* _EXERCISE DETAILS_
Answer these questions from the spinal cord transplantation article below.
1. In which journal was the article published?
2. Into what animals were the pre-mature 3D neural spheroids injected?
3. From what did the DSCM microgels protect the transplanted cells?

* _PASSAGE FOR REVIEW_
· · · · · · ·

Transplantation of Pre‐Differentiated 3D Neural Spheroids in Decellularized Extracellular Matrix Microgels Promotes Neuronal Network Reconstruction and Functional Recovery after Severe Spinal Cord Contusion

• Published in: Advanced functional materials
• Main Authors: Zhang, Kexin, Rao, Zilong, Zuo, Huiying, Chu, Hanyu, Chen, Jiaxin, Cui, Rui, Zhu, Shengwen, Guo, Xiaodong, Hu, Yong, Quan, Daping, Bai, Ying
• Format: Journal Article
• Language: English
• Published: 20.06.2024
• ISSN: 1616-301X; 1616-3028
• DOI: 10.1002/adfm.202407097

Abstract Traumatic spinal cord injury (SCI) causes massive death of neurons in the spinal cords and almost complete neurological dysfunctions. Transplantation of neural stem/progenitor cells (NSPCs) is acknowledged as one of the viable SCI treatments for complementing lost neurons and neural network reconstruction. However, administration of NSPCs suffers from extremely low survival rate and uncontrolled differentiation of the transplanted cells, which impairs the therapeutic effects significantly. Herein, NSPCs are encapsulated in decellularized spinal cord matrix (DSCM) microgels using a customized microfluidic system, then the obtained NSPCs‐encapsulated DSCM microgels (NSPC@DSCM‐MGs) are subjected to neuronal differentiation induction. Consequently, the resulting pre‐mature 3D neural spheroids are injected into severely contused spinal cords in rats. The DSCM microgels effectively protected the transplanted cells from shear damage and the inflammatory microenvironment at the lesion site. The survival and accommodation of the pre‐differentiated NSPC@DSCM‐MGs actively contributed to axonal regeneration, inhibiting glial scar formation, as well as remodeling the microenvironment that facilitated endogenous cell recruitment and neuronal network reconstruction. Consequentially, administration of the neural spheroids led to maintenance of spinal cord integrity, and significantly improved hindlimb locomotor function. This biomaterial‐based transplantation strategy has shown unique assets in cell protection and cell‐fate manipulation, which holds great promise in versatile biomedical applications.

· · · · · · ·

* _RECORD EXCERPTS_
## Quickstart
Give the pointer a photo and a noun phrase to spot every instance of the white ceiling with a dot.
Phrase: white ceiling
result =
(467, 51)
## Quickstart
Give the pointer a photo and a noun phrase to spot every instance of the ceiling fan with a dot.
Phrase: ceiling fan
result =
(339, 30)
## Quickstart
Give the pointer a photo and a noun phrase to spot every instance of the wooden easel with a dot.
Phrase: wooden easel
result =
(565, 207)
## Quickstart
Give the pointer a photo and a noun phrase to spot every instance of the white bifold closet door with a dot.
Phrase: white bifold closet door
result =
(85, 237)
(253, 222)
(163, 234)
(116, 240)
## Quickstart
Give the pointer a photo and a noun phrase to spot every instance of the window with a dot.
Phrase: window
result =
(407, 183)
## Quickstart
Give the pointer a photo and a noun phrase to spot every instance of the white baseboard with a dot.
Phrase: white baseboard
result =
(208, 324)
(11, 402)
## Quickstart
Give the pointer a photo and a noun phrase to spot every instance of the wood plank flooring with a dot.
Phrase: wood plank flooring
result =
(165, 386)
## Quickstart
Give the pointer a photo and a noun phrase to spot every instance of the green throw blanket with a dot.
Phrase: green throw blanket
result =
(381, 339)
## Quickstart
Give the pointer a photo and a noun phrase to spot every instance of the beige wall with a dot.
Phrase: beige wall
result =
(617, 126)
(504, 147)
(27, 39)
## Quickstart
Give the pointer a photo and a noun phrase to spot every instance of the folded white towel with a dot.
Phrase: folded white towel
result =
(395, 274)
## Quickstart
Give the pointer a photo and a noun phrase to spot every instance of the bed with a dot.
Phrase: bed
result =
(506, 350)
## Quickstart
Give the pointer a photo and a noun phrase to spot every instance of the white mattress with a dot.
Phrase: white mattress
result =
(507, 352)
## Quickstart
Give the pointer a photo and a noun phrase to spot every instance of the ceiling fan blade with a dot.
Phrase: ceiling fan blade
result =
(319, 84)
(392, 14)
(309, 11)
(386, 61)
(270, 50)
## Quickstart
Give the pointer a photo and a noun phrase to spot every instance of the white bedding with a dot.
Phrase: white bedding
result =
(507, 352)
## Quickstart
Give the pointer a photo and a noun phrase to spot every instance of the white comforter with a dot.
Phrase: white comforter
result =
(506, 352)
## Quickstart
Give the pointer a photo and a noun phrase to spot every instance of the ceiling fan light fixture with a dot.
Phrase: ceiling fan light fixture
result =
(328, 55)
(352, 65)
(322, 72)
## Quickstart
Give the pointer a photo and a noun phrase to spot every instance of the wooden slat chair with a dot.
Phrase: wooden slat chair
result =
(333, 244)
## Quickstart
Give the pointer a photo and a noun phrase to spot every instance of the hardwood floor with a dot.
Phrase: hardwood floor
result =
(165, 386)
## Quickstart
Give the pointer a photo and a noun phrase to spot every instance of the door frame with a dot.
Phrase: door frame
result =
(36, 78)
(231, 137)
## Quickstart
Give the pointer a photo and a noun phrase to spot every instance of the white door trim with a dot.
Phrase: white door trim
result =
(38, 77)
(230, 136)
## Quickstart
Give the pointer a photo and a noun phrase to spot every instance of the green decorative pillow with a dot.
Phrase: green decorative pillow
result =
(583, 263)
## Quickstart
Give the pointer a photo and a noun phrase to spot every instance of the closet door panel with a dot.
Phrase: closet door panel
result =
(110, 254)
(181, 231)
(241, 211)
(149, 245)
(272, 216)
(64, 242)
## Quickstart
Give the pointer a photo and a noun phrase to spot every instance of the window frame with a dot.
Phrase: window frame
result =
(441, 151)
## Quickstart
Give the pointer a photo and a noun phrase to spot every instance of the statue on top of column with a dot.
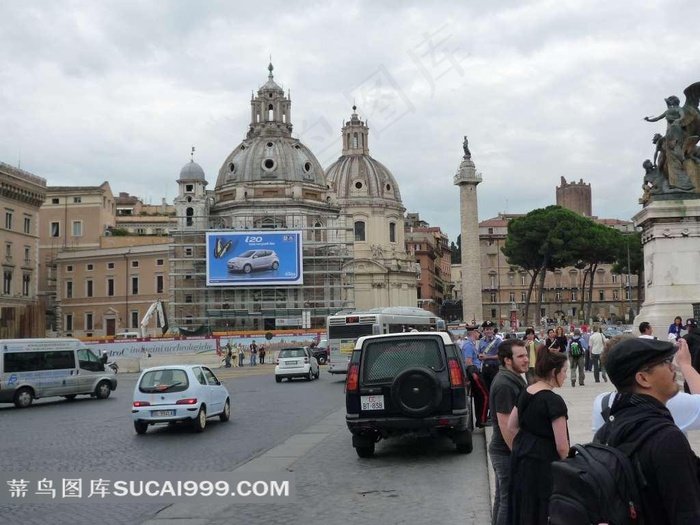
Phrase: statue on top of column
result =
(677, 155)
(465, 147)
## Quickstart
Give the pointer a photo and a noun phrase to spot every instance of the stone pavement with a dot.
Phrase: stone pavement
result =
(579, 401)
(406, 482)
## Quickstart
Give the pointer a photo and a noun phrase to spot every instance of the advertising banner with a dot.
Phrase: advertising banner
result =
(254, 258)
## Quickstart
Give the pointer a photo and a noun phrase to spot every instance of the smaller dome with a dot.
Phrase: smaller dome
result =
(191, 171)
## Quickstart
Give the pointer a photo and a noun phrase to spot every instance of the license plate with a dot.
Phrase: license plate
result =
(372, 402)
(162, 413)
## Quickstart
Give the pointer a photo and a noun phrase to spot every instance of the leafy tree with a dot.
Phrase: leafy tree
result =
(544, 240)
(457, 250)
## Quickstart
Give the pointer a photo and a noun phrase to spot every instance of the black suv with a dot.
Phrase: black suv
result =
(405, 383)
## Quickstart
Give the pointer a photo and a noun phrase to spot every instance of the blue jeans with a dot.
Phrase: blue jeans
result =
(501, 466)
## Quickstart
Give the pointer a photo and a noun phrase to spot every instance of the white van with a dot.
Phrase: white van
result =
(126, 335)
(35, 368)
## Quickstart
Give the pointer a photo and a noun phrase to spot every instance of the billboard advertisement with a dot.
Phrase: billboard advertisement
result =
(253, 258)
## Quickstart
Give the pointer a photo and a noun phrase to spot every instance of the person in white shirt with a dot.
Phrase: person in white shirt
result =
(685, 408)
(597, 344)
(646, 330)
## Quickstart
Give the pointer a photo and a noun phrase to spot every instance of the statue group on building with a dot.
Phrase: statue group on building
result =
(675, 167)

· · · · · · ·

* _ANSWER SECTION_
1. Advanced functional materials
2. Rats with severely contused spinal cords
3. Shear damage and the inflammatory microenvironment at the lesion site